→ **PAGE EXCERPT**
------------

I’m not so sure about that. Try doing algebra without writing anything down.
6. Some features of the mathematical writing style. Here Pimm starts talking about symbols and referents, and the advantages of sometimes blurring the distinctions between the two. He mentions the symbolic expressions for the derivative of a function – I started off thinking about that! There’s some reference here to symbol vs. icon. This table is important:
He talks about pictograms and the origins of various symbols. Great! He distinguishes logograms, pictograms, punctuation symbols and alphabetic symbols. In “Which features are systematically exploited in mathematics?” Pimm considers colour, order, positioning, relative size, orientation and repetition.
“…not only are the positional relations of immediately to the left/right employed, but also those of immediately above/below. Lying behind the functioning of this notation is the central idea of the main line of print, against which these various deviations from a linear flow of symbols are located.” p. 153 (original emphasis)
The ancient egyptian symbol for addition looked like a pair of legs walking one way, and subtraction was a pair of legs walking the other. The bit about repetition of symbols – eg. f”'(x) – is great. Next he discusses confusions between symbol and object, eg. defining evenness by the form of the numbers rather than an ‘intrinsic definition’.
“Fluent users, who actually want to be able to confuse symbol and object when calculating (because it is so much quicker and more efficient), frequently forget that this mode of operation is a pathology, one potentially lethal to many learners.” p. 159
I used this ^ exact example in my initial proposal! He beat me to it!
“Reddy describes this confusion of form with content as a ‘semantic pathology’, one predicated upon the conduit metaphor. Quoting Ullman (1957), Redyy (1979, p. 299) asserts: ‘A semantic pathology arises “whenever two or more incompatible senses capable of figuring meaningfully in the same context develop around the same name”‘. For mathematics, this confusion is so prevalent that it could easily be called the semantic pathology.” p. 159
It’s useful for mathematics to behave as though the symbols were the objects. That’s important.
7. The syntax of written mathematical forms.

------------

→ **STORED ROWS**
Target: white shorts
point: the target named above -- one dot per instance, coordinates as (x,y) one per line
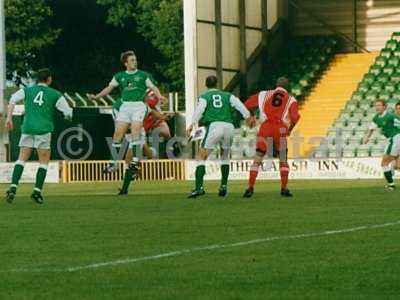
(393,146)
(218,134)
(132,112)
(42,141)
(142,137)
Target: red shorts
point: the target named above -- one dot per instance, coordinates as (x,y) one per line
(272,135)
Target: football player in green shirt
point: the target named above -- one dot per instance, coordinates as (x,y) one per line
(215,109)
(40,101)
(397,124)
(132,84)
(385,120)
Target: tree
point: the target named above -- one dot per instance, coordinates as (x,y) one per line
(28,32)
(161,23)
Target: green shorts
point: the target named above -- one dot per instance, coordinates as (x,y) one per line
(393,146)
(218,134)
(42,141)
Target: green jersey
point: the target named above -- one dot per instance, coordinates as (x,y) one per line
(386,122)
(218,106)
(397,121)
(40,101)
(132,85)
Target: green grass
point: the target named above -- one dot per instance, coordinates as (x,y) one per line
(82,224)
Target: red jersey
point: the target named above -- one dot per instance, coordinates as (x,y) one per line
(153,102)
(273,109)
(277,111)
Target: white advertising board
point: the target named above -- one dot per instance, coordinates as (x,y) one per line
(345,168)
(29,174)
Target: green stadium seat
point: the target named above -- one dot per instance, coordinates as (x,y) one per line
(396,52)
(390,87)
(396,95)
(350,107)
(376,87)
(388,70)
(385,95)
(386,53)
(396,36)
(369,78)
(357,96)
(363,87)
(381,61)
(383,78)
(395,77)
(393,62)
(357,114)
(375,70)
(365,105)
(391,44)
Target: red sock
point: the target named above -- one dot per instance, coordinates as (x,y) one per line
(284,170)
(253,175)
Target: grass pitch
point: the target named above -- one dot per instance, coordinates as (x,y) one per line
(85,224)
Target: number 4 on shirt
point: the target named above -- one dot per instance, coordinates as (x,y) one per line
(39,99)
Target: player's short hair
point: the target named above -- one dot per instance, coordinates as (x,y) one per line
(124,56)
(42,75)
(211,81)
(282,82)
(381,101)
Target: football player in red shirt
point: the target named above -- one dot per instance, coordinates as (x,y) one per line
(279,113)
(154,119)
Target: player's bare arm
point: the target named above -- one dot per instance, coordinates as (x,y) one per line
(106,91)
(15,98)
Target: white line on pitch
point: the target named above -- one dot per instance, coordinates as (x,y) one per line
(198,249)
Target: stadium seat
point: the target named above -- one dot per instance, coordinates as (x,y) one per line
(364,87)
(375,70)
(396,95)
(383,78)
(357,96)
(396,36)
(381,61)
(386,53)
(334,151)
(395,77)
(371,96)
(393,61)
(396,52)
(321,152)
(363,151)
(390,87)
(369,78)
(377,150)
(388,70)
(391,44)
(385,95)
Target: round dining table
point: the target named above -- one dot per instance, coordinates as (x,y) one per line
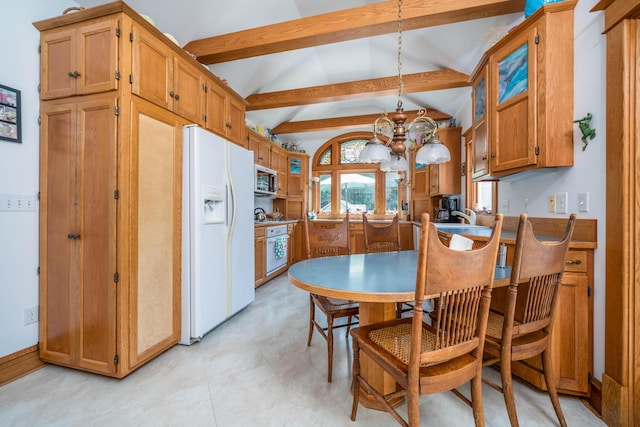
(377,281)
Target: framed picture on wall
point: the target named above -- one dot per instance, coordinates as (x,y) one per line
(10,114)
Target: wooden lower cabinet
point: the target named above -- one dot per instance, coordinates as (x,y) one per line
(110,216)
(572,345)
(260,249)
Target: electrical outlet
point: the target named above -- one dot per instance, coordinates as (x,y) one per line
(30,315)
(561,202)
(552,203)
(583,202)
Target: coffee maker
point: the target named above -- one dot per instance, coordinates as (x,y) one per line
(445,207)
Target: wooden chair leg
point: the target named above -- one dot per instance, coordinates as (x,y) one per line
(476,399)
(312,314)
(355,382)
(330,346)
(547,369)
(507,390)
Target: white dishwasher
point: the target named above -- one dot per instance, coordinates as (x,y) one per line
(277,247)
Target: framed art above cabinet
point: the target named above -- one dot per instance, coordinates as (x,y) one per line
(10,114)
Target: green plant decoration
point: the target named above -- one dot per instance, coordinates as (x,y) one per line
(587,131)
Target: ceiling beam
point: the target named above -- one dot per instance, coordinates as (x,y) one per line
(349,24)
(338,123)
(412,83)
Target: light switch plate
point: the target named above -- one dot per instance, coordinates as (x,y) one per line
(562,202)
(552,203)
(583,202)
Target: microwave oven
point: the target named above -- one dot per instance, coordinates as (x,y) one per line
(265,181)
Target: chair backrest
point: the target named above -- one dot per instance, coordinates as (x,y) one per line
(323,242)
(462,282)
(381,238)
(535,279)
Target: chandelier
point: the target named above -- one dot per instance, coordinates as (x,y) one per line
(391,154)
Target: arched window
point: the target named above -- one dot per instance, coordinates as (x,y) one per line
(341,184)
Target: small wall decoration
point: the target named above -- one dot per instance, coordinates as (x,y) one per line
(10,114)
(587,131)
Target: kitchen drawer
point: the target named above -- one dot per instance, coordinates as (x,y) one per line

------------

→ **AIM OF THE TASK**
Reproduce the passage of the notes on mathematical symbols from "I’m not so sure" up to and including "orientation and repetition.", word for word.

→ **COMPLETE ANSWER**
I’m not so sure about that. Try doing algebra without writing anything down.
6. Some features of the mathematical writing style. Here Pimm starts talking about symbols and referents, and the advantages of sometimes blurring the distinctions between the two. He mentions the symbolic expressions for the derivative of a function – I started off thinking about that! There’s some reference here to symbol vs. icon. This table is important:
He talks about pictograms and the origins of various symbols. Great! He distinguishes logograms, pictograms, punctuation symbols and alphabetic symbols. In “Which features are systematically exploited in mathematics?” Pimm considers colour, order, positioning, relative size, orientation and repetition.